··· Material

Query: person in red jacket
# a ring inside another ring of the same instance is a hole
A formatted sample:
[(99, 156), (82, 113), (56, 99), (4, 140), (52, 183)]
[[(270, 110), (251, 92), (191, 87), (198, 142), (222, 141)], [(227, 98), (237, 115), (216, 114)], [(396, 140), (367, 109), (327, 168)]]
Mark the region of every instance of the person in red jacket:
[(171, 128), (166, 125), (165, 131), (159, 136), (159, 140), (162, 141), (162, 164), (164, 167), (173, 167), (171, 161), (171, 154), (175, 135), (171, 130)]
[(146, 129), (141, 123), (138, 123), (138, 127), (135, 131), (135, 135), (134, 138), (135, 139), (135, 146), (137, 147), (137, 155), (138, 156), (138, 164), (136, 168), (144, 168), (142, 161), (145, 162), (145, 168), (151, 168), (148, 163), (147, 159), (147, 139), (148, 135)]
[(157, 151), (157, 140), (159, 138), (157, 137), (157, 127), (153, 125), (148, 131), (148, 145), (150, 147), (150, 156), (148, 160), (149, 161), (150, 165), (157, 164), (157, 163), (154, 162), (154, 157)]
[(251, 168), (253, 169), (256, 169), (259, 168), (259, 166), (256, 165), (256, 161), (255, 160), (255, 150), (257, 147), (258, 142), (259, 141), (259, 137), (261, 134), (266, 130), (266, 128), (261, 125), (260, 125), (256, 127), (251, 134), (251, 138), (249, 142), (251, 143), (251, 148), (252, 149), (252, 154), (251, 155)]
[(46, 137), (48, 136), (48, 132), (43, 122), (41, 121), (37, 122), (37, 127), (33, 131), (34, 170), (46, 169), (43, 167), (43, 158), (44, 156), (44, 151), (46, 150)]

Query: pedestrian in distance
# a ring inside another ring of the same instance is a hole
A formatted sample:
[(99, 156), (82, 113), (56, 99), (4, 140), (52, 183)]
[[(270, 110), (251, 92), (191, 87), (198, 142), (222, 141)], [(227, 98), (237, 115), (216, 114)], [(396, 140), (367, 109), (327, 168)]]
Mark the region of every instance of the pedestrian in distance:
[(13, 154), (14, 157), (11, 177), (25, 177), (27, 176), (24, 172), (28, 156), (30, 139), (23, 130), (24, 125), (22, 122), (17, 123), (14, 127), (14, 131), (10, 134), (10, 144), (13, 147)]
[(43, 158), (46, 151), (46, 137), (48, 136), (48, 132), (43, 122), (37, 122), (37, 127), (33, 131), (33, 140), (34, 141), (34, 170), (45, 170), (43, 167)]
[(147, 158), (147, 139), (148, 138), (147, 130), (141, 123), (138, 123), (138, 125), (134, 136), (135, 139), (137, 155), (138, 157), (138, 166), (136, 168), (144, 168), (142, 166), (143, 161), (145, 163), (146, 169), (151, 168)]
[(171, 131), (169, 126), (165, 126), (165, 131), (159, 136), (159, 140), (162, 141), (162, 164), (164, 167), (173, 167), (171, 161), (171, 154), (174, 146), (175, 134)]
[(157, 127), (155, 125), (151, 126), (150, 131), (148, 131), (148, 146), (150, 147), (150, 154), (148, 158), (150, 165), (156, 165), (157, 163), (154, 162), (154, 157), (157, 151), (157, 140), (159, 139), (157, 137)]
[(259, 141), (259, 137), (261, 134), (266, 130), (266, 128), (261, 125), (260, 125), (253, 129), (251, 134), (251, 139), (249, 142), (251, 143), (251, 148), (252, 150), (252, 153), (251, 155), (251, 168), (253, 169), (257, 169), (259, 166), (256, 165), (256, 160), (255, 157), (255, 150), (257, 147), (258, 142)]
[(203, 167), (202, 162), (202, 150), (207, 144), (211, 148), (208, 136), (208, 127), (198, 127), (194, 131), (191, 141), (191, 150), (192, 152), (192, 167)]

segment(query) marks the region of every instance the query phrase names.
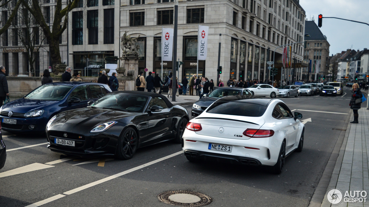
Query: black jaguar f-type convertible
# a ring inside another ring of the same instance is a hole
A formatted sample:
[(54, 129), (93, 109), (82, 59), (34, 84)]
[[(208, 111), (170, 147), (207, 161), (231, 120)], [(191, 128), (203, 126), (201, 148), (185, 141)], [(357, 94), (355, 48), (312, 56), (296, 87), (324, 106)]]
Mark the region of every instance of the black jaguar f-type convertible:
[(46, 127), (49, 149), (127, 159), (138, 147), (170, 140), (180, 143), (189, 120), (185, 108), (148, 92), (114, 91), (89, 104), (50, 119)]

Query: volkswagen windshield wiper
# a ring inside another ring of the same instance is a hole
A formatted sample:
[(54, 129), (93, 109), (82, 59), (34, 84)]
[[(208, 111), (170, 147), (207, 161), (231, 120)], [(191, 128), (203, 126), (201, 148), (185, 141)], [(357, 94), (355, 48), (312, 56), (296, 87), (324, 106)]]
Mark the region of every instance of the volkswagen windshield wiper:
[(105, 109), (112, 109), (113, 110), (118, 110), (122, 111), (128, 112), (128, 110), (125, 109), (118, 109), (117, 108), (114, 108), (113, 107), (103, 107), (103, 108)]

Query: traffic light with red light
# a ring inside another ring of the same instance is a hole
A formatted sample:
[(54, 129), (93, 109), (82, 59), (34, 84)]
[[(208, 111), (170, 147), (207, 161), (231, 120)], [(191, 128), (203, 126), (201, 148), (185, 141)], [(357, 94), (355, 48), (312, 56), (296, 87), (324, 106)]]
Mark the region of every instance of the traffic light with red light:
[(323, 18), (323, 15), (321, 14), (319, 14), (318, 18), (318, 27), (322, 27), (322, 19)]

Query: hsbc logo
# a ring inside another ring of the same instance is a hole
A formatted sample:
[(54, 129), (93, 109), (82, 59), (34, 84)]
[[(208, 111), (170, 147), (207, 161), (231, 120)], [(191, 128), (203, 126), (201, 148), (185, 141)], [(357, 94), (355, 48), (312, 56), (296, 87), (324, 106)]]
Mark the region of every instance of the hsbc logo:
[(205, 37), (205, 31), (203, 30), (203, 31), (201, 32), (201, 37), (204, 39)]

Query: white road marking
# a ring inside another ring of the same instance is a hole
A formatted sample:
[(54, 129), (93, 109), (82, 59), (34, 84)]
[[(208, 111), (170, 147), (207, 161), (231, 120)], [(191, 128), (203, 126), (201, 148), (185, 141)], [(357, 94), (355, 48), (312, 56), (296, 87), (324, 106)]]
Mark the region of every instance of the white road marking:
[(56, 199), (58, 199), (61, 198), (62, 198), (63, 197), (65, 196), (64, 195), (62, 195), (61, 194), (58, 194), (56, 196), (55, 196), (52, 197), (49, 197), (48, 199), (46, 199), (44, 200), (42, 200), (41, 201), (39, 201), (37, 203), (33, 203), (31, 205), (29, 205), (25, 207), (37, 207), (38, 206), (39, 206), (41, 205), (44, 205), (45, 203), (48, 203), (51, 202), (52, 201), (54, 201)]
[(167, 156), (166, 156), (166, 157), (162, 157), (162, 158), (161, 158), (160, 159), (156, 159), (156, 160), (154, 160), (154, 161), (152, 161), (151, 162), (148, 162), (147, 163), (146, 163), (146, 164), (144, 164), (143, 165), (140, 165), (139, 166), (137, 166), (137, 167), (136, 167), (135, 168), (133, 168), (130, 169), (129, 170), (126, 170), (126, 171), (125, 171), (122, 172), (120, 172), (119, 173), (118, 173), (117, 174), (116, 174), (115, 175), (112, 175), (111, 176), (109, 176), (109, 177), (108, 177), (107, 178), (103, 178), (103, 179), (101, 179), (101, 180), (97, 180), (96, 181), (95, 181), (94, 182), (93, 182), (91, 183), (89, 183), (89, 184), (85, 185), (84, 185), (83, 186), (82, 186), (81, 187), (77, 187), (77, 188), (75, 188), (75, 189), (73, 189), (73, 190), (69, 190), (68, 191), (67, 191), (66, 192), (65, 192), (65, 193), (63, 193), (64, 194), (66, 194), (66, 195), (70, 195), (70, 194), (72, 194), (72, 193), (76, 193), (76, 192), (78, 192), (79, 191), (80, 191), (81, 190), (84, 190), (85, 189), (87, 189), (87, 188), (89, 188), (89, 187), (92, 187), (92, 186), (95, 186), (95, 185), (97, 185), (99, 184), (100, 183), (103, 183), (104, 182), (106, 182), (106, 181), (108, 181), (108, 180), (111, 180), (112, 179), (114, 179), (114, 178), (118, 178), (118, 177), (119, 177), (120, 176), (121, 176), (122, 175), (125, 175), (126, 174), (128, 174), (128, 173), (130, 173), (130, 172), (132, 172), (133, 171), (136, 171), (137, 170), (139, 169), (140, 169), (141, 168), (144, 168), (145, 167), (146, 167), (146, 166), (148, 166), (149, 165), (152, 165), (153, 164), (155, 164), (155, 163), (156, 163), (157, 162), (160, 162), (161, 161), (162, 161), (163, 160), (165, 160), (165, 159), (167, 159), (170, 158), (171, 157), (174, 157), (175, 156), (176, 156), (176, 155), (178, 155), (180, 154), (181, 154), (182, 153), (183, 153), (183, 151), (179, 151), (179, 152), (176, 152), (175, 153), (173, 153), (173, 154), (172, 154), (171, 155), (168, 155)]
[(12, 136), (16, 136), (16, 135), (14, 135), (14, 134), (8, 134), (7, 135), (3, 135), (1, 137), (3, 138), (4, 137), (11, 137)]
[(25, 166), (23, 166), (23, 167), (21, 167), (20, 168), (17, 168), (10, 170), (10, 171), (8, 171), (6, 172), (1, 172), (0, 173), (0, 178), (3, 178), (4, 177), (14, 175), (18, 175), (18, 174), (21, 174), (25, 172), (29, 172), (41, 170), (45, 168), (52, 168), (52, 167), (55, 166), (45, 165), (45, 164), (41, 164), (41, 163), (37, 163), (36, 162), (35, 163), (33, 163), (30, 165), (26, 165)]
[(304, 124), (306, 124), (306, 123), (307, 123), (308, 122), (311, 122), (311, 118), (309, 118), (308, 119), (304, 119), (303, 120), (301, 120), (301, 122), (302, 123)]
[(327, 111), (312, 111), (310, 110), (303, 110), (302, 109), (297, 109), (299, 111), (311, 111), (313, 112), (320, 112), (321, 113), (337, 113), (338, 114), (348, 114), (345, 113), (337, 113), (337, 112), (329, 112)]
[[(108, 161), (109, 160), (113, 160), (114, 159), (112, 158), (109, 158), (108, 159), (107, 159), (105, 160), (105, 161)], [(100, 159), (92, 159), (91, 160), (89, 160), (88, 161), (86, 161), (86, 162), (81, 162), (80, 163), (78, 163), (78, 164), (76, 164), (75, 165), (83, 165), (83, 164), (87, 164), (88, 163), (92, 163), (93, 162), (99, 162), (100, 161)]]
[(73, 159), (76, 158), (76, 157), (71, 157), (66, 158), (63, 158), (63, 159), (58, 159), (58, 160), (46, 162), (45, 163), (45, 164), (46, 164), (46, 165), (54, 165), (60, 163), (61, 162), (65, 162), (66, 161), (68, 161), (68, 160), (70, 160), (71, 159)]
[(26, 146), (25, 147), (18, 147), (18, 148), (14, 148), (14, 149), (10, 149), (8, 150), (7, 149), (6, 151), (9, 152), (10, 151), (13, 151), (13, 150), (20, 150), (21, 149), (24, 149), (25, 148), (28, 148), (28, 147), (36, 147), (36, 146), (39, 146), (40, 145), (44, 145), (44, 144), (47, 144), (47, 142), (45, 143), (43, 143), (42, 144), (34, 144), (33, 145), (30, 145), (29, 146)]

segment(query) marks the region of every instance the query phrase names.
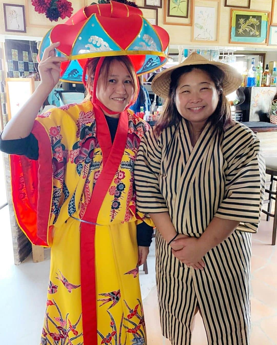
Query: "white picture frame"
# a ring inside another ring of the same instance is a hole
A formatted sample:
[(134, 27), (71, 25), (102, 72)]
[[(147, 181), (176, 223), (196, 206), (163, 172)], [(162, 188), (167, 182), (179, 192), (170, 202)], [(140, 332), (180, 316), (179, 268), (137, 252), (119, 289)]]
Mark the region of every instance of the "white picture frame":
[(215, 16), (215, 8), (195, 6), (193, 26), (194, 40), (216, 40)]
[(9, 121), (34, 93), (35, 80), (33, 78), (7, 78), (6, 83)]

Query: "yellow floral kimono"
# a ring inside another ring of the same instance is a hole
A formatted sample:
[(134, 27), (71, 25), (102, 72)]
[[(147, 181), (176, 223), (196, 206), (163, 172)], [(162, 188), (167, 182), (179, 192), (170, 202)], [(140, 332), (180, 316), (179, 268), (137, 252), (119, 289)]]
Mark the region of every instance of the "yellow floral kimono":
[[(148, 124), (127, 111), (112, 144), (90, 101), (38, 117), (38, 161), (11, 157), (18, 222), (51, 247), (41, 345), (146, 345), (133, 167)], [(82, 220), (82, 221), (80, 221)]]

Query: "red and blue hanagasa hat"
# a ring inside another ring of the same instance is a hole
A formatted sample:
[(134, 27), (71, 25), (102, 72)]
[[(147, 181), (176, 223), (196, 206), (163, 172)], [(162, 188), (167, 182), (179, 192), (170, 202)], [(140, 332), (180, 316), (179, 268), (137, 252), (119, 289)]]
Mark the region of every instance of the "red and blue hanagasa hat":
[(57, 56), (68, 59), (61, 64), (60, 80), (82, 83), (87, 59), (93, 58), (127, 55), (138, 75), (159, 68), (167, 61), (169, 37), (139, 8), (111, 1), (83, 8), (49, 30), (40, 43), (39, 62), (45, 48), (57, 42)]

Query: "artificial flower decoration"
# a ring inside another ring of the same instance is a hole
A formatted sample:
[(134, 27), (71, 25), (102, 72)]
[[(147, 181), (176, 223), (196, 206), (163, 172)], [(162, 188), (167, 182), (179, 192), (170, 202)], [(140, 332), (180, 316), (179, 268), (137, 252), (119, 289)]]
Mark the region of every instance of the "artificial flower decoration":
[(67, 0), (31, 0), (35, 10), (39, 13), (44, 13), (49, 20), (57, 21), (59, 18), (64, 19), (69, 18), (73, 9), (72, 4)]

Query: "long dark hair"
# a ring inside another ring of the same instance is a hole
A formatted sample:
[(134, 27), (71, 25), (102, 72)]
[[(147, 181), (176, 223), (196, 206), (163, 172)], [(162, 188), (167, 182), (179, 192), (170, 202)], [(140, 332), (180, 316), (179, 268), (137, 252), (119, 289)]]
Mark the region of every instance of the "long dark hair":
[(144, 91), (143, 91), (143, 89), (142, 87), (142, 80), (141, 77), (139, 77), (138, 79), (138, 82), (140, 83), (140, 92), (138, 93), (138, 100), (140, 101), (140, 105), (141, 106), (143, 106), (143, 105), (145, 104), (145, 103), (146, 98), (145, 97), (145, 93), (144, 93)]
[(233, 123), (229, 103), (222, 88), (224, 72), (212, 65), (183, 66), (176, 68), (171, 74), (169, 95), (165, 101), (164, 110), (154, 129), (154, 133), (156, 136), (159, 136), (164, 128), (177, 125), (182, 119), (176, 106), (176, 89), (181, 76), (196, 69), (206, 72), (209, 75), (214, 83), (218, 94), (217, 106), (213, 114), (209, 118), (209, 120), (221, 131), (224, 131), (227, 127)]

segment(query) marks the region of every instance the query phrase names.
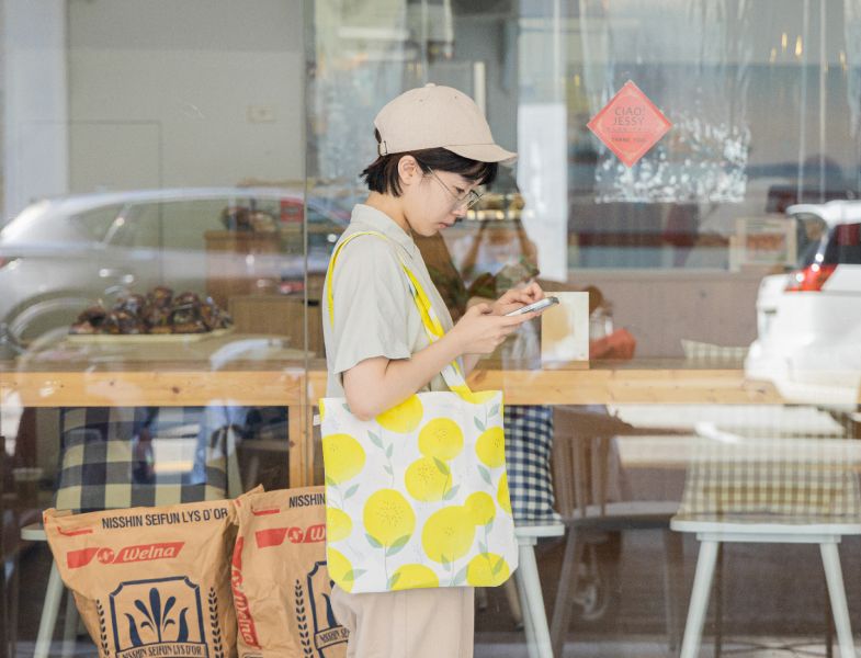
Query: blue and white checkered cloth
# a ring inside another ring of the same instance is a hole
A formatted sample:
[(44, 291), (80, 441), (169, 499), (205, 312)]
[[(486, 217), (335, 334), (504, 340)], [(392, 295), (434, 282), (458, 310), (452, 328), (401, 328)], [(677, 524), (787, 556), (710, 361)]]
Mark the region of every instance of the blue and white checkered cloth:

······

**What you should do:**
Copy out each line of the entries above that contains the word "yellow".

**Task answer:**
Query: "yellow floral kimono"
Mark the region of every instance of the "yellow floral kimono":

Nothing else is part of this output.